▶ Source material
■ ■ ■ ■ ■
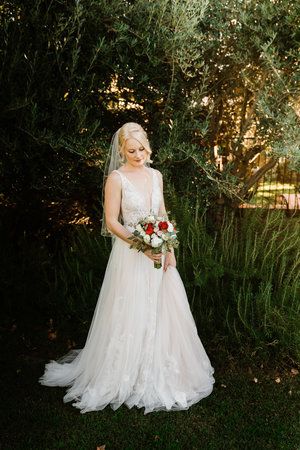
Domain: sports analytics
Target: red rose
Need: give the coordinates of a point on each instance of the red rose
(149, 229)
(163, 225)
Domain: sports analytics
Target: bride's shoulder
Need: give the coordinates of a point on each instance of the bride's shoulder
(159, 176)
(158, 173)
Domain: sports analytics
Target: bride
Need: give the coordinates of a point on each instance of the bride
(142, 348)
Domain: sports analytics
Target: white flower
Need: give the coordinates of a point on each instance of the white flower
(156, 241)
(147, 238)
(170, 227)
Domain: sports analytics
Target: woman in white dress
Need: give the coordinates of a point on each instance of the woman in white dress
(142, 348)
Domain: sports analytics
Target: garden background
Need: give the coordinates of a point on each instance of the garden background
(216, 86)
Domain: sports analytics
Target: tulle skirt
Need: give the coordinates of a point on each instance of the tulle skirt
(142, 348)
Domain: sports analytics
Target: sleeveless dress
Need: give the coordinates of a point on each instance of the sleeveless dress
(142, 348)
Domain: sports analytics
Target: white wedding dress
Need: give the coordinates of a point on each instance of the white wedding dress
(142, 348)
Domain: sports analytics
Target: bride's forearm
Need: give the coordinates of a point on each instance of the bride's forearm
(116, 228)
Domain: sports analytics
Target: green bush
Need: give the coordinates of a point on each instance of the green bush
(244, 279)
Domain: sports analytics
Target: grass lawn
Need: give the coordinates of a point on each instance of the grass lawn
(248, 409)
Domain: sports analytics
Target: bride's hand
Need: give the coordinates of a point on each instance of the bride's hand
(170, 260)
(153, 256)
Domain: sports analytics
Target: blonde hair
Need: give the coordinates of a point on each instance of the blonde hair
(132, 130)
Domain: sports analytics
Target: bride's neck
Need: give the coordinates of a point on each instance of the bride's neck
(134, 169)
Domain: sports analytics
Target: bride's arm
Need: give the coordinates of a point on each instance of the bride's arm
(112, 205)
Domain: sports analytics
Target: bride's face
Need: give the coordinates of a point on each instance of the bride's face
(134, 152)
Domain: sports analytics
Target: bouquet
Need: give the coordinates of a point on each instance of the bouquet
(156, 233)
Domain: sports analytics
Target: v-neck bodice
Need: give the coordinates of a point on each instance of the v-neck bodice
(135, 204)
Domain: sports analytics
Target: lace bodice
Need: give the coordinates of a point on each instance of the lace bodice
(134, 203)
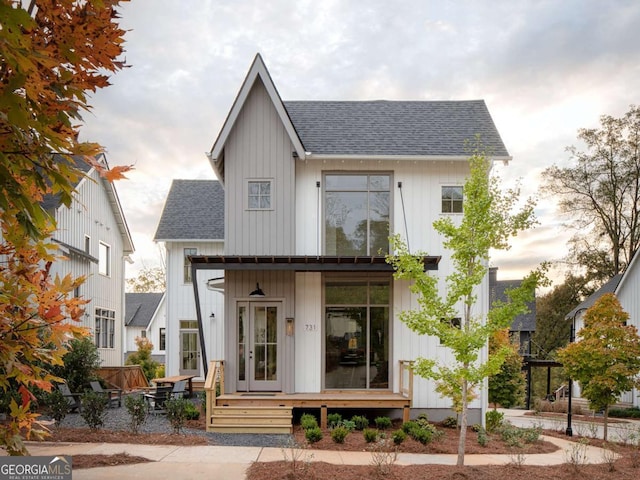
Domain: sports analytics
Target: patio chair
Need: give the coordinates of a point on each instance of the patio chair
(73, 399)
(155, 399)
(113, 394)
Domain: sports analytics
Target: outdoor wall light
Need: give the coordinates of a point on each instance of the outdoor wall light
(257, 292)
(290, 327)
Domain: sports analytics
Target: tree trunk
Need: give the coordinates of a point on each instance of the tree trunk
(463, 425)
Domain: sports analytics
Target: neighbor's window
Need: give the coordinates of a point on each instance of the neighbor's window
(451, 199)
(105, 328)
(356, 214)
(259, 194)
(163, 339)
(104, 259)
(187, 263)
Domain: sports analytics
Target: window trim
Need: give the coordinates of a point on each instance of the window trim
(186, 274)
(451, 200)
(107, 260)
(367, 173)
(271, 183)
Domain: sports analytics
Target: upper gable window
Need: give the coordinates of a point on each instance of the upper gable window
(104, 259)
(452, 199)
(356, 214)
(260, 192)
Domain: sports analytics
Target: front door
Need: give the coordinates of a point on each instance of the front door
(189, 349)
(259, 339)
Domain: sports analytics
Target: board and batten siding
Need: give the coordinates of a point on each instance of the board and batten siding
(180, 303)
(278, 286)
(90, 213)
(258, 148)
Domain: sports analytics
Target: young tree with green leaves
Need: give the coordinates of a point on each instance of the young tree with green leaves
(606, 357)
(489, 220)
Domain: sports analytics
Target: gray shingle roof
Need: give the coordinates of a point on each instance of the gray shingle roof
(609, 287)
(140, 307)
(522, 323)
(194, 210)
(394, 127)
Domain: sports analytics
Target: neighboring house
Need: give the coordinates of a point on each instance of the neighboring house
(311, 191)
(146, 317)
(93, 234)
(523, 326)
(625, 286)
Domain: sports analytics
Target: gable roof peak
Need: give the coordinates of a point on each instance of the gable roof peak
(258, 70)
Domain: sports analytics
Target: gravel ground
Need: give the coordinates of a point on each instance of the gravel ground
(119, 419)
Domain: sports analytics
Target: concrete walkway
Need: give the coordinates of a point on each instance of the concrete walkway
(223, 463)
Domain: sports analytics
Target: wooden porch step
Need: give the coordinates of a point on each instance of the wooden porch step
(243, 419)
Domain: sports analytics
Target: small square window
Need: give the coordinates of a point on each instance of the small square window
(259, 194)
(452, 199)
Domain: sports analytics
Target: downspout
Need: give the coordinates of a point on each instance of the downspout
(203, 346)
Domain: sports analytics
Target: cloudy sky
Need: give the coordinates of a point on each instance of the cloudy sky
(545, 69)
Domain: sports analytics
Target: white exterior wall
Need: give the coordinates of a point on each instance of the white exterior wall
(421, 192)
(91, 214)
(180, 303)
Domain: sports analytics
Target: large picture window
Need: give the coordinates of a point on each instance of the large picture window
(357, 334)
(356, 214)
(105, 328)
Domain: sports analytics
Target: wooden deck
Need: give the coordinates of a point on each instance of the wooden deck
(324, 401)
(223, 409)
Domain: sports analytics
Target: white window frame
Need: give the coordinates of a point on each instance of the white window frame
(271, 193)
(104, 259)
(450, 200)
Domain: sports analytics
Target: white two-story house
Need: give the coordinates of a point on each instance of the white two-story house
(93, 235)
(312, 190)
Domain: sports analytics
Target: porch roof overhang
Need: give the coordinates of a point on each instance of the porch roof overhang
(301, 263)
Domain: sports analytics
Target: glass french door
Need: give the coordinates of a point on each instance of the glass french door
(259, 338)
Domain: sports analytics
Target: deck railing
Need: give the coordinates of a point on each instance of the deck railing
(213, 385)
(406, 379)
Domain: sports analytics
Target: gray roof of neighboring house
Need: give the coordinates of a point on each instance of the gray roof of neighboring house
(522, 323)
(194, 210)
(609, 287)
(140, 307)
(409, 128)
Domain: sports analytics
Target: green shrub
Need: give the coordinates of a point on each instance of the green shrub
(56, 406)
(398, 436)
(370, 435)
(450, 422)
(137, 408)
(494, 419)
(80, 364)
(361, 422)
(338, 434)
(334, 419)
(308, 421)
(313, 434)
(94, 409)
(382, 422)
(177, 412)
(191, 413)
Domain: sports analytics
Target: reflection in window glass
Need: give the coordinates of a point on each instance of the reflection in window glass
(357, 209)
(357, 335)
■ ■ ■ ■ ■
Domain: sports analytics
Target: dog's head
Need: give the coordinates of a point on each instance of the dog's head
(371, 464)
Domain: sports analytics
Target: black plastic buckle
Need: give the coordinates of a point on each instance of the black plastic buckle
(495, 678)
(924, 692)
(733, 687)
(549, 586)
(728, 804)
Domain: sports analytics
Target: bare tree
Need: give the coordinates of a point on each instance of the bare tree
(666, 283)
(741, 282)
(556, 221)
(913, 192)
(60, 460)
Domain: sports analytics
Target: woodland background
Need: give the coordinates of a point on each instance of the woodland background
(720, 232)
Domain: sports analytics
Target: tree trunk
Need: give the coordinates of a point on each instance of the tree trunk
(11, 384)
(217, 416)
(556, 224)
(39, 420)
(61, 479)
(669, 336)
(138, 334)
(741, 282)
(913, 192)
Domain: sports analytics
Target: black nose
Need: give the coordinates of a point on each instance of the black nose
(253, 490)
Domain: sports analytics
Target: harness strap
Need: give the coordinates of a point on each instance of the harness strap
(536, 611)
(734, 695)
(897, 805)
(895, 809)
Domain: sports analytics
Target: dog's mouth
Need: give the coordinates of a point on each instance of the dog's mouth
■ ■ ■ ■ ■
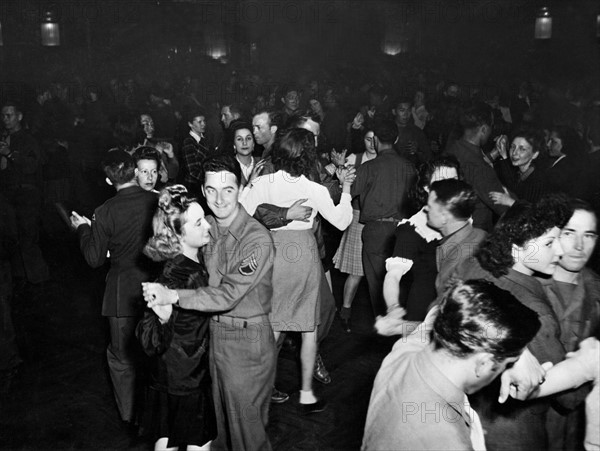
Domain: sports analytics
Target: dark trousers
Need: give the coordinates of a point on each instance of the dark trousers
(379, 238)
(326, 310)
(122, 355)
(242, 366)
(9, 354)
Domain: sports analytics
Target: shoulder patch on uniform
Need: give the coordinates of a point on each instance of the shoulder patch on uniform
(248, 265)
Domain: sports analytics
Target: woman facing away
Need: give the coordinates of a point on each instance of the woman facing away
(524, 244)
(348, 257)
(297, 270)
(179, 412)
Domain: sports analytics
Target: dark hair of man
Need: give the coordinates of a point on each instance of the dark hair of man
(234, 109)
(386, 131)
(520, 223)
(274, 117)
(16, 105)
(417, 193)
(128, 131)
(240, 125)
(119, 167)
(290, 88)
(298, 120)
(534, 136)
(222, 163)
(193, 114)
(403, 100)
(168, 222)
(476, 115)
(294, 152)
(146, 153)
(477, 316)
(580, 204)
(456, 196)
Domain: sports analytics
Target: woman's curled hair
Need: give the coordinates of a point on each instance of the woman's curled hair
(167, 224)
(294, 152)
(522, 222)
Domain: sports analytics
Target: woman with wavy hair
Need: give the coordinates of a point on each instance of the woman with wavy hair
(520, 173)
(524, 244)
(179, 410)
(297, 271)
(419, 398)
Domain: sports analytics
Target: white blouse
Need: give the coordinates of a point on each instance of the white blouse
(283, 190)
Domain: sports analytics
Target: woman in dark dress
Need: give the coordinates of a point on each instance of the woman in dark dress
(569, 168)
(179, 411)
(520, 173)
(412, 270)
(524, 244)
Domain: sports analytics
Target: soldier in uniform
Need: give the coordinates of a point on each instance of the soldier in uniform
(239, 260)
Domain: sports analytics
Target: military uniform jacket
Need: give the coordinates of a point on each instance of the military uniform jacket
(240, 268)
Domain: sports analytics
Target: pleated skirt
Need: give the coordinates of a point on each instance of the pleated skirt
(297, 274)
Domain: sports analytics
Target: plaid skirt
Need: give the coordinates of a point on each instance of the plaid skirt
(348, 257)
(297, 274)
■ ■ ■ ■ ■
▶ Description of the task
Look above for the line with "the white wedding dress" and the line with "Target: patio chair", then copy them and all lines in between exactly as written, and only those, without any pictures.

▶ Answer to this task
Need: give the coordinates of a point on each instance of the white wedding dress
(142, 348)
Domain: sports analytics
Target: bride's forearm
Need: give the coordinates of a point on each instance of the bride's forearm
(116, 228)
Domain: sports analytics
Target: green bush
Need: give the coordinates of a point on each instance of the green bush
(244, 279)
Domain: sports analytics
Target: grass lawn
Need: give the coordinates of a point on each instance of the grass lawn
(248, 409)
Domain: sports analytics
Target: bride's hand
Need: give the coordinates of a point on each instance of the bride's hand
(170, 260)
(153, 256)
Domain: sports analytics
Target: blonde hair
Need: give the coordinates of a point on each instance of the blonde hair
(132, 130)
Domain: sports analytics
Target: bride's neck
Need: give the coordinates of a point on each instance of the bride's neck
(134, 169)
Domain: sports analytics
Target: bride's arm
Need: give the coordinates of a point on each instance of the bride's arm
(112, 205)
Domain: sports analytics
Target: bride's face
Need: give the coordinates of a point on each instance of the bride's face
(134, 152)
Domain: sports analytics
Target: bouquet
Need: give the coordinates of a point on each instance of the bouquet
(156, 233)
Domain: sports analytics
Target: v-neck bodice
Need: give the coordinates of a point on each instance of the v-neck bodice
(135, 204)
Domain: sports analytics
Target: lace bodice
Need: give the coordinates of a point on each instance of the lace bodice
(134, 203)
Domain: sports analytics
Target: patio chair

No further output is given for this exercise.